→ **Work instruction**
Sort through the entries below and pull out lines containing the word "figure".

→ **Dataset entries**
[Start of section]

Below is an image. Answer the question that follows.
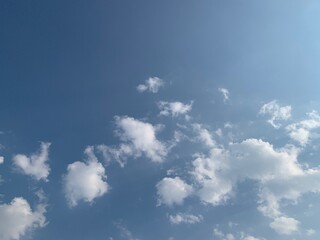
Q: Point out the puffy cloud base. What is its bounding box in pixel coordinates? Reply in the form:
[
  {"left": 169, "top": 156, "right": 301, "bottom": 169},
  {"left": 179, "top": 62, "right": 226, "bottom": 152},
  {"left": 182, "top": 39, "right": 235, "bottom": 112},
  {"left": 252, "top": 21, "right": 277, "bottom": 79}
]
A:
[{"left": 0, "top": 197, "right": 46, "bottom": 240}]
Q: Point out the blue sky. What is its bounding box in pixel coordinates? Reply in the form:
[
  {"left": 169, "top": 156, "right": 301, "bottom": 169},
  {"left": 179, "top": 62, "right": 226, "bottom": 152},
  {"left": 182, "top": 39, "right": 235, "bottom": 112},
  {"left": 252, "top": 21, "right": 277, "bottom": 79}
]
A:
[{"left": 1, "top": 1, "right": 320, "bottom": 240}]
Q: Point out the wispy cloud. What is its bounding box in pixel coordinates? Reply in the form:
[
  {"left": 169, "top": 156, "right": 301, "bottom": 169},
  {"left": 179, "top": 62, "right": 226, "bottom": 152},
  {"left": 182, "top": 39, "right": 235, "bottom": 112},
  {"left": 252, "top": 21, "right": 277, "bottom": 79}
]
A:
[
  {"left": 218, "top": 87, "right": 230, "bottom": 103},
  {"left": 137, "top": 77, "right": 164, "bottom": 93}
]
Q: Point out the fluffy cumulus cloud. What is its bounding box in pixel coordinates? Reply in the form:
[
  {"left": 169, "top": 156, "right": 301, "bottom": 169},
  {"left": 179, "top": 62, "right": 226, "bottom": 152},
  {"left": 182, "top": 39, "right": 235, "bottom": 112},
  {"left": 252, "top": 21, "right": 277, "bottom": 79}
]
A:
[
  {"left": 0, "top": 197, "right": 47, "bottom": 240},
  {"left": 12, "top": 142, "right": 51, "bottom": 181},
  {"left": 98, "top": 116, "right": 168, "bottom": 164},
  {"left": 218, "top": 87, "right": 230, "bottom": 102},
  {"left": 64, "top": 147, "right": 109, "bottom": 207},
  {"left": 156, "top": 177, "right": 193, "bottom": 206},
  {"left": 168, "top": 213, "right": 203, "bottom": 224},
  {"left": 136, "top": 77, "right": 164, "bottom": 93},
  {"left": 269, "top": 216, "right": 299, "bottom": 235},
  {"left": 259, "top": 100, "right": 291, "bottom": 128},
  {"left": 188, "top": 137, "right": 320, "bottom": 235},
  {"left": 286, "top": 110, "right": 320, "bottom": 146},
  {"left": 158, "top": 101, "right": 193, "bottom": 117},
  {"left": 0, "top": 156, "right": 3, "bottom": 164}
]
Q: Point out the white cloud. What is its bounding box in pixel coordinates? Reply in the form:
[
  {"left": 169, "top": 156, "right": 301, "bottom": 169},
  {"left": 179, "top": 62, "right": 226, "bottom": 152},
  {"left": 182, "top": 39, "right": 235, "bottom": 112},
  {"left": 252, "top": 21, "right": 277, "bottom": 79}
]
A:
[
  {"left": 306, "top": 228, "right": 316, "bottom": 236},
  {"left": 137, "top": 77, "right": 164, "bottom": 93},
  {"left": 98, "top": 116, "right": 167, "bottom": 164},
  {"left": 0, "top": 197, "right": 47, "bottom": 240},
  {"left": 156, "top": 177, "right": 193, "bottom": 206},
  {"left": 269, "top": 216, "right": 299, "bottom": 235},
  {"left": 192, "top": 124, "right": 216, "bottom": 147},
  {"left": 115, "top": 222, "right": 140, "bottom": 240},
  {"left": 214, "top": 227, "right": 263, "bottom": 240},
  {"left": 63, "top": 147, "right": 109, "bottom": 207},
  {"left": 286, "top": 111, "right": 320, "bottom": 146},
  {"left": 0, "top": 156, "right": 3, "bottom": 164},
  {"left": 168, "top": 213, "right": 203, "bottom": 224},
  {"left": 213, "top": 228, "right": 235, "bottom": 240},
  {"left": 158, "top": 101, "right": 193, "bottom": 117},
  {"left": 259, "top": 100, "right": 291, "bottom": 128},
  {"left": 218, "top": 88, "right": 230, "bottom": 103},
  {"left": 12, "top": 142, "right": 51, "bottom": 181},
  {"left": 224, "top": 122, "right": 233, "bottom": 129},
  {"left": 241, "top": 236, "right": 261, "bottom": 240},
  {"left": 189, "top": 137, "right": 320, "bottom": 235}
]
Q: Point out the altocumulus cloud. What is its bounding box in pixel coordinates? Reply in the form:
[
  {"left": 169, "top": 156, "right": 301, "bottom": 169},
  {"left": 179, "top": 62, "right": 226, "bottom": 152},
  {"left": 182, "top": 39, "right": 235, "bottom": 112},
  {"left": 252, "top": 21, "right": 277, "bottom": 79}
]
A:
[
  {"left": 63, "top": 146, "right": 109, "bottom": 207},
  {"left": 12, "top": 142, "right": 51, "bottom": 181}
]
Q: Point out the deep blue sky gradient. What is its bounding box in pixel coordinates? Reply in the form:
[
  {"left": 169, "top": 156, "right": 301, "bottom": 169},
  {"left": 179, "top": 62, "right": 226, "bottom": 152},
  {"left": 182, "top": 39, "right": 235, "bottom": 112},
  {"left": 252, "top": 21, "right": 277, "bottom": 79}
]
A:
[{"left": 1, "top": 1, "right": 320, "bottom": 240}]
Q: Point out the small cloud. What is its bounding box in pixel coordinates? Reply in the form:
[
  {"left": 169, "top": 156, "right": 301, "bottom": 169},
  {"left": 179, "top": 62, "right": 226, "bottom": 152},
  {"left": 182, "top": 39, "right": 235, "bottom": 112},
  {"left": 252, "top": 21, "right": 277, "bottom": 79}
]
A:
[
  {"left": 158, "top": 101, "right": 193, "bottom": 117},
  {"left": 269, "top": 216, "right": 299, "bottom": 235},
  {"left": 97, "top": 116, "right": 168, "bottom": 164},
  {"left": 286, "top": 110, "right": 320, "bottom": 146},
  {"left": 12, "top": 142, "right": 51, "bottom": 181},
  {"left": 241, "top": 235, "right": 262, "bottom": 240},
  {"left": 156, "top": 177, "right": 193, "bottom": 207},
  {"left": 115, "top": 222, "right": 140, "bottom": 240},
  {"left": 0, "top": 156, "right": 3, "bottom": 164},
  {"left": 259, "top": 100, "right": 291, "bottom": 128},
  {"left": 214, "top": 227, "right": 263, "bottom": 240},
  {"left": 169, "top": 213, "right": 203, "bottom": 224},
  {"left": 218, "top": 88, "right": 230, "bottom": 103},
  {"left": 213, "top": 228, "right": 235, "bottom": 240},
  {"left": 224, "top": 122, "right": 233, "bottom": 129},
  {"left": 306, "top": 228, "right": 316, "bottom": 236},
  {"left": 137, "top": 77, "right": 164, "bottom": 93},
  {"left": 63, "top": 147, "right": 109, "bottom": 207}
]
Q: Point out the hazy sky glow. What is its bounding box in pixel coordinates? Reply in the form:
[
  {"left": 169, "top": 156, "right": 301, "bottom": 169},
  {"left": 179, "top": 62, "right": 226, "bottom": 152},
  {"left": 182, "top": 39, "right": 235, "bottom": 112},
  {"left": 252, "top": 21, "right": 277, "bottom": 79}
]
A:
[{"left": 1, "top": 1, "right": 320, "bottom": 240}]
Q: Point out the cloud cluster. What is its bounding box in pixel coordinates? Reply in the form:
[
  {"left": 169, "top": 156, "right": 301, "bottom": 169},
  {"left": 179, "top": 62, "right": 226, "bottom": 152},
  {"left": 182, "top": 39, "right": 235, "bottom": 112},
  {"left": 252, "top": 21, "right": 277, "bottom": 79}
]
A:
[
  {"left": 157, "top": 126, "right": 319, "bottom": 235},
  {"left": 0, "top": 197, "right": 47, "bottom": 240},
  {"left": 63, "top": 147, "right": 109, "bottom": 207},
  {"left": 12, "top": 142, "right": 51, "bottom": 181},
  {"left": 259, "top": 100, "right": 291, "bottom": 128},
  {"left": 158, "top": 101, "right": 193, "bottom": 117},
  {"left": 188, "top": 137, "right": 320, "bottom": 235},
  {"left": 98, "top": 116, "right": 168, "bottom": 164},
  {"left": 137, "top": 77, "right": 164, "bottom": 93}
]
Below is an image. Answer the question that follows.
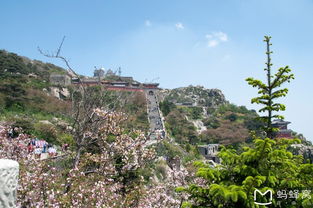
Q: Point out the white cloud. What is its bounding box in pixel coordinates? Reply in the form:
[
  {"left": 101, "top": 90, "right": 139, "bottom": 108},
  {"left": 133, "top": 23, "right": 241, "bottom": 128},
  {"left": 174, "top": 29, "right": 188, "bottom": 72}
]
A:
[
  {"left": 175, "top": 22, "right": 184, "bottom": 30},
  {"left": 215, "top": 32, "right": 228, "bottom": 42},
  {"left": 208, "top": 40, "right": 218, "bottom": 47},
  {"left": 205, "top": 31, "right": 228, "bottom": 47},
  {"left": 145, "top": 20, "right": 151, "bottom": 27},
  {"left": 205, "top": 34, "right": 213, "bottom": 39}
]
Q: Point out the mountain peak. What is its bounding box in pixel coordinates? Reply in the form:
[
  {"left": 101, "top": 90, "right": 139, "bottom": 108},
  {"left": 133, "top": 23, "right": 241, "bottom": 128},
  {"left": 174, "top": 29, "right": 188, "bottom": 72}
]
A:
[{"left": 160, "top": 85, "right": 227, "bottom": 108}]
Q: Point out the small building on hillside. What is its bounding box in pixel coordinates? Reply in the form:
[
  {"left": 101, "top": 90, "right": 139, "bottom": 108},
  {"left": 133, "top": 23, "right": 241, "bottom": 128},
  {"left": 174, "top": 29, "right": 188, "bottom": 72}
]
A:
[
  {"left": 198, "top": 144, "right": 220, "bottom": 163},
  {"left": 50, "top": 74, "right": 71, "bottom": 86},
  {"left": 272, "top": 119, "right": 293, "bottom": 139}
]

[End of section]
[Start of section]

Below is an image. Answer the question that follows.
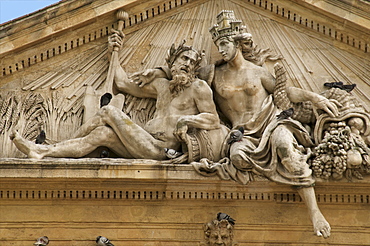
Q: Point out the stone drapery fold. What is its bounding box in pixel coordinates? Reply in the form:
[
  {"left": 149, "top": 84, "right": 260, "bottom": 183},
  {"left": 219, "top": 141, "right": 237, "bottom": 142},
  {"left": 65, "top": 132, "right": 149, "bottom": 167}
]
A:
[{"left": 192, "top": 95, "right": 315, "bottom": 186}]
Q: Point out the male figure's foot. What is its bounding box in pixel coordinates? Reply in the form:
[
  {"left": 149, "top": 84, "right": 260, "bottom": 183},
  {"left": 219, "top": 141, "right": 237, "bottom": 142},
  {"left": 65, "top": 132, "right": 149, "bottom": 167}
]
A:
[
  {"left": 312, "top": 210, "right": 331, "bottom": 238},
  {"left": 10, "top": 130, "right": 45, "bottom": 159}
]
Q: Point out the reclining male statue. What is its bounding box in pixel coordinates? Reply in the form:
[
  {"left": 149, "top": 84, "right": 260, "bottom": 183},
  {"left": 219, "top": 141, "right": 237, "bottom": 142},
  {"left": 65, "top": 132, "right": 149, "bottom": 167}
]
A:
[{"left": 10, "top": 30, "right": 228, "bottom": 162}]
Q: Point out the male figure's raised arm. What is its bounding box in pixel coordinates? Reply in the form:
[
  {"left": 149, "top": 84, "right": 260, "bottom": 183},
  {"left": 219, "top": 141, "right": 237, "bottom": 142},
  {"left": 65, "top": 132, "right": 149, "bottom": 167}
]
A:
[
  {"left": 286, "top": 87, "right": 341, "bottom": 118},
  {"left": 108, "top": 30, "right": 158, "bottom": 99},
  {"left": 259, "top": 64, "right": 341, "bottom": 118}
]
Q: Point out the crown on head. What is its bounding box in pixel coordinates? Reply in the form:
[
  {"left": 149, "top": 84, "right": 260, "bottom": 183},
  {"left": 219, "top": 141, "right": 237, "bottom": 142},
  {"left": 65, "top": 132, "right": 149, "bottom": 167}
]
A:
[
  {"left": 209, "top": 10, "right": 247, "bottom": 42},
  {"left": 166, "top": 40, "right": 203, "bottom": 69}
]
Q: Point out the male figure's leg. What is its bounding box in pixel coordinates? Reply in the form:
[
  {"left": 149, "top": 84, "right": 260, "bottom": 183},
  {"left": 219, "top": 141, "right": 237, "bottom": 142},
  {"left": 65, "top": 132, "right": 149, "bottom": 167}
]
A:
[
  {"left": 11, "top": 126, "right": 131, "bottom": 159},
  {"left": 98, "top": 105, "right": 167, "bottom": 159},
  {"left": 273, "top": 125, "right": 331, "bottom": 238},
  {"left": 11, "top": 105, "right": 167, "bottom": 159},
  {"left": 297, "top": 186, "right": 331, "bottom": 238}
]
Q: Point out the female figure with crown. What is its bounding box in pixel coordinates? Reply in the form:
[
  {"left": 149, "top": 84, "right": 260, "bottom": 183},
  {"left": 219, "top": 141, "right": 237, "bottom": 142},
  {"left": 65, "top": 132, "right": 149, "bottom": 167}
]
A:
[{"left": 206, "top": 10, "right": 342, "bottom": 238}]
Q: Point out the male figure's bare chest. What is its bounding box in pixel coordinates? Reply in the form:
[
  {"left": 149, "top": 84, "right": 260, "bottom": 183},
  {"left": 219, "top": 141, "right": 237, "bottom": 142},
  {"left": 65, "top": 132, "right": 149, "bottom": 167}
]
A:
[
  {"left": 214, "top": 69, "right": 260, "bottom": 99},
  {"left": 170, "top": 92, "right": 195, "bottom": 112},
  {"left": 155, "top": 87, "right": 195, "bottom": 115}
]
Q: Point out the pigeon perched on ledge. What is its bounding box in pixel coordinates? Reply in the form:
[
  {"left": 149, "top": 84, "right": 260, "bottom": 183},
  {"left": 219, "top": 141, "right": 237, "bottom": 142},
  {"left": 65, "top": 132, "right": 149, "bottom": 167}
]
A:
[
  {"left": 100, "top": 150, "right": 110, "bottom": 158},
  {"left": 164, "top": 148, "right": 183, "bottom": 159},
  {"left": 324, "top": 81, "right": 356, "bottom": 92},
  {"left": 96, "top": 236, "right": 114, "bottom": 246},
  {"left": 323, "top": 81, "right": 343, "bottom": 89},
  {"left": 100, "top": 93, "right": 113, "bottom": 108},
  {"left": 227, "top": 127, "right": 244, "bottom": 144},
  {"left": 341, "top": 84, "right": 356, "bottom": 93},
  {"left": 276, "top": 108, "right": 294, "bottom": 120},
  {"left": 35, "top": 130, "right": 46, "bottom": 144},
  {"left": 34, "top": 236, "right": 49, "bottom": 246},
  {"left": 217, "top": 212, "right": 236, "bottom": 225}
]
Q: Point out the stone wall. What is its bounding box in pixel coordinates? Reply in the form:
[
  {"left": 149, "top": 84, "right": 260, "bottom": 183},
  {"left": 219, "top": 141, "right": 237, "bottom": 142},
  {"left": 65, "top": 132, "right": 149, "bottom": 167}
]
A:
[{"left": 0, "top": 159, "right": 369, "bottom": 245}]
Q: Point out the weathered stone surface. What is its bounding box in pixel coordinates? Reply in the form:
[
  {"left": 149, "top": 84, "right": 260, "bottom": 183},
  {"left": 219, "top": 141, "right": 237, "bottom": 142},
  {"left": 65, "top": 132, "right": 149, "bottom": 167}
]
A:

[End of section]
[Start of section]

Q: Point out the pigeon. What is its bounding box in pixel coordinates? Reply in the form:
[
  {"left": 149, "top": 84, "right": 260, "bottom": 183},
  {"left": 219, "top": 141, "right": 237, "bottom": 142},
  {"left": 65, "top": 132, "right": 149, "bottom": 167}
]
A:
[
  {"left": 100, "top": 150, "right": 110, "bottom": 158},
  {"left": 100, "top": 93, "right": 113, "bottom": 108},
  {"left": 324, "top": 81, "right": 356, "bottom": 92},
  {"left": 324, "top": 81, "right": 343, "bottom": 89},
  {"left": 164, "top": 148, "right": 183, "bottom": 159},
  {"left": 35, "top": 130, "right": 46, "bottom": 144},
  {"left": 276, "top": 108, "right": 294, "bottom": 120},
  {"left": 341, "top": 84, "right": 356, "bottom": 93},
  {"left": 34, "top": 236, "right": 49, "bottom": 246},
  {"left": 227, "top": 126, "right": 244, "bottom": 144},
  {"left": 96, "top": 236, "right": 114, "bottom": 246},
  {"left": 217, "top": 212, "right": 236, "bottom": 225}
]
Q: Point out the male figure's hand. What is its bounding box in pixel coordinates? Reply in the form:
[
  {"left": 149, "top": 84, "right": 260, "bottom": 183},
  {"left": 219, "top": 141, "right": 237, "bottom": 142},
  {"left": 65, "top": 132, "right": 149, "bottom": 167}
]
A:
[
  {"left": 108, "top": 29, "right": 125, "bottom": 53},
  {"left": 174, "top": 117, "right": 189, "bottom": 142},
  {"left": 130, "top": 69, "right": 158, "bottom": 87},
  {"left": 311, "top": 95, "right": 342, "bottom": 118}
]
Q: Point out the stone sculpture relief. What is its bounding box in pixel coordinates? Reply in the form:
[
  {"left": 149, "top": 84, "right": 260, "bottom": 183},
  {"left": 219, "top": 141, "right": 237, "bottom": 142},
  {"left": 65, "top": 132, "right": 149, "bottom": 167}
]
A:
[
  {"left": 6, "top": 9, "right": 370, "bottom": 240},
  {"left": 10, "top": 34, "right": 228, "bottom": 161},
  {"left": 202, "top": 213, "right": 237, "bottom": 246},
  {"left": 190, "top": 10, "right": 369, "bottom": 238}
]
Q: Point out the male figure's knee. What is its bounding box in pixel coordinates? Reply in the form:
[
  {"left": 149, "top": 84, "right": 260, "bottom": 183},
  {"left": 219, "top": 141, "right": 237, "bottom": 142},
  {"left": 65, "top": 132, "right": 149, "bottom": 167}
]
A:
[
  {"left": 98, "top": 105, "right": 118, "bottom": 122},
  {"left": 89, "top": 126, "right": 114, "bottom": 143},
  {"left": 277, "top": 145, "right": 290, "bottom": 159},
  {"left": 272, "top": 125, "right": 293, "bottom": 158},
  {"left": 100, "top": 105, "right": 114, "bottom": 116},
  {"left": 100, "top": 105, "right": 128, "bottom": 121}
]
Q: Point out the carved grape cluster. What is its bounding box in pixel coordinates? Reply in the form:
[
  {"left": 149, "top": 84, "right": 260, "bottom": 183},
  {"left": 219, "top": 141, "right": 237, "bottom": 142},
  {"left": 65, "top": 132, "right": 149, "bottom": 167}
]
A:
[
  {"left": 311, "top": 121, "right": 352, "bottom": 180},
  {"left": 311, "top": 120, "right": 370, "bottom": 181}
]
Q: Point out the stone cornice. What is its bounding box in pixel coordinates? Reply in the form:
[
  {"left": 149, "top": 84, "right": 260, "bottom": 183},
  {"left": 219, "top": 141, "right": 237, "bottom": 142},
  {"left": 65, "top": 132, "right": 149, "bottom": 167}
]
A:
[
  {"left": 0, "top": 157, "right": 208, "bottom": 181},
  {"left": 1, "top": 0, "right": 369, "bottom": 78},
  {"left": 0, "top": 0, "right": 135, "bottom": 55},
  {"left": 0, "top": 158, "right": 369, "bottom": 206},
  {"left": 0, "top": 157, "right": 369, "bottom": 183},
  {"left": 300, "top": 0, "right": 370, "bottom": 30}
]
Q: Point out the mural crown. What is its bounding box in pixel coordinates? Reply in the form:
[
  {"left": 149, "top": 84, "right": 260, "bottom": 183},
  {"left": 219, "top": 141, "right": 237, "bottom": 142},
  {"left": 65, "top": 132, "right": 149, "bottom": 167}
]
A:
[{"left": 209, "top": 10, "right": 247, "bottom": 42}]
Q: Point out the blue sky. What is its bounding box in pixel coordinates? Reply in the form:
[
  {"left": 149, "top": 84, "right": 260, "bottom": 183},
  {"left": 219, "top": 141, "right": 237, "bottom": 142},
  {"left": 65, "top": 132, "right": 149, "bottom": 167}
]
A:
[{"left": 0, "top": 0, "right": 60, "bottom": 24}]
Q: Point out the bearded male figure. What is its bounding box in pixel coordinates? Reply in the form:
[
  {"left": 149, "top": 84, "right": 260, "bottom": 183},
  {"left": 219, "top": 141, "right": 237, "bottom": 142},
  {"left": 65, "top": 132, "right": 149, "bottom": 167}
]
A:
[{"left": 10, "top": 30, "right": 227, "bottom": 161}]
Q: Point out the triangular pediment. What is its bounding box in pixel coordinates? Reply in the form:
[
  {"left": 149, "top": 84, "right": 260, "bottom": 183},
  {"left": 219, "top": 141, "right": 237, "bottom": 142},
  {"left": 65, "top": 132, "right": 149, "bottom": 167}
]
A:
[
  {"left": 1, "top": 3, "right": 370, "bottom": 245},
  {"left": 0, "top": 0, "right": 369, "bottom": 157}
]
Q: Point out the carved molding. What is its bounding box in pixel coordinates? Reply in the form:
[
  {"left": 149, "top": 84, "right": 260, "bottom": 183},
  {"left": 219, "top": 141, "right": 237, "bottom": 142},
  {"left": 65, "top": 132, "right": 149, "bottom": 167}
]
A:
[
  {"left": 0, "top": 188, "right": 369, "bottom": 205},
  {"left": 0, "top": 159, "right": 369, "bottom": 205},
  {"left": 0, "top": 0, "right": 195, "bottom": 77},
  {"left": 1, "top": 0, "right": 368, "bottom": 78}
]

[End of section]

→ **Exercise response**
Q: Point out the male figure's foot. What is its bounding box in pixel coordinates? Reply in the form:
Q: Point out the male figure's raised arm. What is its bounding box in pixel coordinates? Reply in the form:
Q: Point out the male figure's leg. What is its bounding box in pixel coordinates? Reply in the form:
Q: Point out the female figure with crown. What is its bounding box in pixel coordinates? Reply in the form:
Q: Point out the male figure's bare chest. What is its bounding box in pixel coordinates? Reply in the form:
Q: Point out the male figure's hand. What is its bounding box in pixel coordinates? Reply in the form:
Q: Point out the male figure's knee. What is its bounding box in pixel coordinates? Reply in the form:
Q: Point out the bearded male figure. What is its bounding box in pixel coordinates? Reply in the form:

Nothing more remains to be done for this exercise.